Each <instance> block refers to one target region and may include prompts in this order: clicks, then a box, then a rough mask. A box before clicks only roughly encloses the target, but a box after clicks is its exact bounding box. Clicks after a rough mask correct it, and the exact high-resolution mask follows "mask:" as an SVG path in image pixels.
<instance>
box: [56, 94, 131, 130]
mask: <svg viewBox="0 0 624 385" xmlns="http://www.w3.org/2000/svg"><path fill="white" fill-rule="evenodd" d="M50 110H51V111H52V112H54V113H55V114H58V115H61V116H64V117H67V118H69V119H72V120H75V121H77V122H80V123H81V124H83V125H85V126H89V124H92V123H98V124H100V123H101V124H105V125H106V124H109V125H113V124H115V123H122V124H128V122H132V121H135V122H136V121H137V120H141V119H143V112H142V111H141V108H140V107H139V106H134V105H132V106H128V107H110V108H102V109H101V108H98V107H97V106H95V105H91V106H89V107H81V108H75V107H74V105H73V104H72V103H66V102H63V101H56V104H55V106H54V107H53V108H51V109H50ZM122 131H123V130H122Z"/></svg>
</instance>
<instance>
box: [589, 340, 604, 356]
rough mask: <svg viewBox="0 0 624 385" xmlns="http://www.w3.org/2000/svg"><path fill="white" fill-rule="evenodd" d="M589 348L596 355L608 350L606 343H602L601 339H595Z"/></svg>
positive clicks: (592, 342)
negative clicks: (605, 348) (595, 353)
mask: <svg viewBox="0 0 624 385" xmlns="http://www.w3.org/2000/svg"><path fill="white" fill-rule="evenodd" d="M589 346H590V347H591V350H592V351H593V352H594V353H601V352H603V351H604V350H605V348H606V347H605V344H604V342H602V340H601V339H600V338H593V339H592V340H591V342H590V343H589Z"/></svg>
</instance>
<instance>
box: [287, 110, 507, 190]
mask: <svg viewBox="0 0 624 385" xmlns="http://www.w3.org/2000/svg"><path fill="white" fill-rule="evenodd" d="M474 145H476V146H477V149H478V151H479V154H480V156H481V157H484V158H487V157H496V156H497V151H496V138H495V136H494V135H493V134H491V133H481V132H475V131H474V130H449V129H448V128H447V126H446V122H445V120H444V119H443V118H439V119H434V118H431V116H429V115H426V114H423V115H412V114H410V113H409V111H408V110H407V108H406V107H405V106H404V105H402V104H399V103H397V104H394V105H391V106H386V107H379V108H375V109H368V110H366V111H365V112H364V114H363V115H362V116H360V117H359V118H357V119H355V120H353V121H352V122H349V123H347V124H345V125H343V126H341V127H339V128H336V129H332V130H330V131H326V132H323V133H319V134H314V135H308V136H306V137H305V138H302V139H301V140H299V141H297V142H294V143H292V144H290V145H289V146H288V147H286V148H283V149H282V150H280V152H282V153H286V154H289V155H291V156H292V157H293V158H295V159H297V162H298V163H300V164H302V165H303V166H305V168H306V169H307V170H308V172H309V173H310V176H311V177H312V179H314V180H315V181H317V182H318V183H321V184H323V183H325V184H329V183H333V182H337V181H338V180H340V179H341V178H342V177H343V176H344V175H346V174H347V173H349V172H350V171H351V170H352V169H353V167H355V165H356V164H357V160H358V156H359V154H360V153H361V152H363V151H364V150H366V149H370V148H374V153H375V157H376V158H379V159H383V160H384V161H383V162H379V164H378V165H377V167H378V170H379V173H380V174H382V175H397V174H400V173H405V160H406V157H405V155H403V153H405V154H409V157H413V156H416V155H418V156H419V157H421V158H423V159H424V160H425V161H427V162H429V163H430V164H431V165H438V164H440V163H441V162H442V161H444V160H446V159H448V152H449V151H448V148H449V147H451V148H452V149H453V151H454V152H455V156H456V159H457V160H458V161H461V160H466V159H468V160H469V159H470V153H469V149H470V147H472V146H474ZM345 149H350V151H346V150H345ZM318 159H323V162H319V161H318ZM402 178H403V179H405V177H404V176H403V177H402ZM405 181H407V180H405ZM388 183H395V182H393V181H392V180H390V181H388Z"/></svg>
+-------+
** Task to carry out **
The records need to be copied exactly, with no line left out.

** Response to the exercise **
Each <instance> block refers to one target region and may include prompts in this order: clicks, then a box, then a rough mask. A box before clicks only roughly encloses the target, but a box after clicks is its exact bounding box. Clicks after a rough mask correct it, and the exact high-resolution mask follows "mask:" as an SVG path in image pixels.
<instance>
box: [56, 94, 131, 130]
mask: <svg viewBox="0 0 624 385" xmlns="http://www.w3.org/2000/svg"><path fill="white" fill-rule="evenodd" d="M50 110H51V111H52V112H54V113H55V114H58V115H61V116H64V117H67V118H69V119H72V120H75V121H77V122H80V123H81V124H83V125H85V126H89V124H92V123H98V124H100V123H101V124H105V125H106V124H109V125H113V124H115V123H122V124H128V122H132V121H135V122H136V121H137V120H141V119H143V112H142V111H141V108H140V107H139V106H134V105H132V106H128V107H110V108H102V109H101V108H98V107H97V106H95V105H91V106H89V107H81V108H75V107H74V105H73V104H72V103H66V102H63V101H56V104H55V106H54V107H53V108H51V109H50ZM122 131H123V130H122Z"/></svg>
</instance>
<instance>
box: [589, 340, 604, 356]
rough mask: <svg viewBox="0 0 624 385" xmlns="http://www.w3.org/2000/svg"><path fill="white" fill-rule="evenodd" d="M589 348L596 355L608 350L606 343H602L601 339H595Z"/></svg>
positive clicks: (592, 342)
negative clicks: (605, 348) (595, 353)
mask: <svg viewBox="0 0 624 385" xmlns="http://www.w3.org/2000/svg"><path fill="white" fill-rule="evenodd" d="M589 346H590V347H591V350H592V351H593V352H594V353H601V352H603V351H604V350H605V348H606V347H605V344H604V342H602V340H601V339H600V338H593V339H592V340H591V342H590V343H589Z"/></svg>
</instance>
<instance>
box: [287, 110, 507, 190]
mask: <svg viewBox="0 0 624 385" xmlns="http://www.w3.org/2000/svg"><path fill="white" fill-rule="evenodd" d="M474 145H476V146H477V149H478V151H479V154H480V156H481V157H484V158H487V157H496V156H497V151H496V138H495V136H494V135H493V134H491V133H481V132H475V131H474V130H449V129H448V128H447V126H446V122H445V120H444V119H443V118H439V119H434V118H431V116H429V115H426V114H423V115H412V114H410V113H409V111H408V110H407V108H406V107H405V106H404V105H402V104H399V103H397V104H394V105H391V106H386V107H379V108H375V109H368V110H366V111H365V112H364V114H363V115H362V116H360V117H359V118H357V119H355V120H353V121H352V122H349V123H347V124H345V125H343V126H341V127H339V128H336V129H332V130H330V131H326V132H323V133H319V134H314V135H308V136H306V137H305V138H302V139H301V140H299V141H297V142H294V143H292V144H290V145H289V146H288V147H286V148H283V149H282V150H280V152H282V153H286V154H289V155H291V156H292V157H293V158H295V159H297V162H298V163H300V164H302V165H303V166H305V168H306V169H307V170H308V172H309V173H310V176H311V177H312V179H314V180H315V181H317V182H318V183H321V184H323V183H325V184H329V183H333V182H337V181H338V180H340V179H341V178H342V177H343V176H344V175H346V174H347V173H349V172H350V171H351V170H352V169H353V167H355V165H356V164H357V160H358V156H359V154H360V153H361V152H363V151H364V150H366V149H370V148H374V153H375V157H376V158H379V159H383V160H384V161H383V162H379V164H378V165H377V167H378V170H379V173H380V174H382V175H397V174H400V173H405V160H406V157H405V155H403V153H405V154H409V157H413V156H416V155H418V156H419V157H421V158H423V159H424V160H425V161H427V162H429V163H430V164H431V165H438V164H440V163H441V162H442V161H444V160H446V159H448V152H449V151H448V148H449V147H451V148H452V149H453V151H454V152H455V156H456V159H457V160H458V161H461V160H466V159H468V160H469V159H470V153H469V149H470V147H472V146H474ZM345 149H350V151H346V150H345ZM318 159H323V162H319V161H318ZM402 178H403V179H405V177H404V176H403V177H402ZM405 181H407V180H405ZM388 183H395V182H393V181H392V180H390V181H388Z"/></svg>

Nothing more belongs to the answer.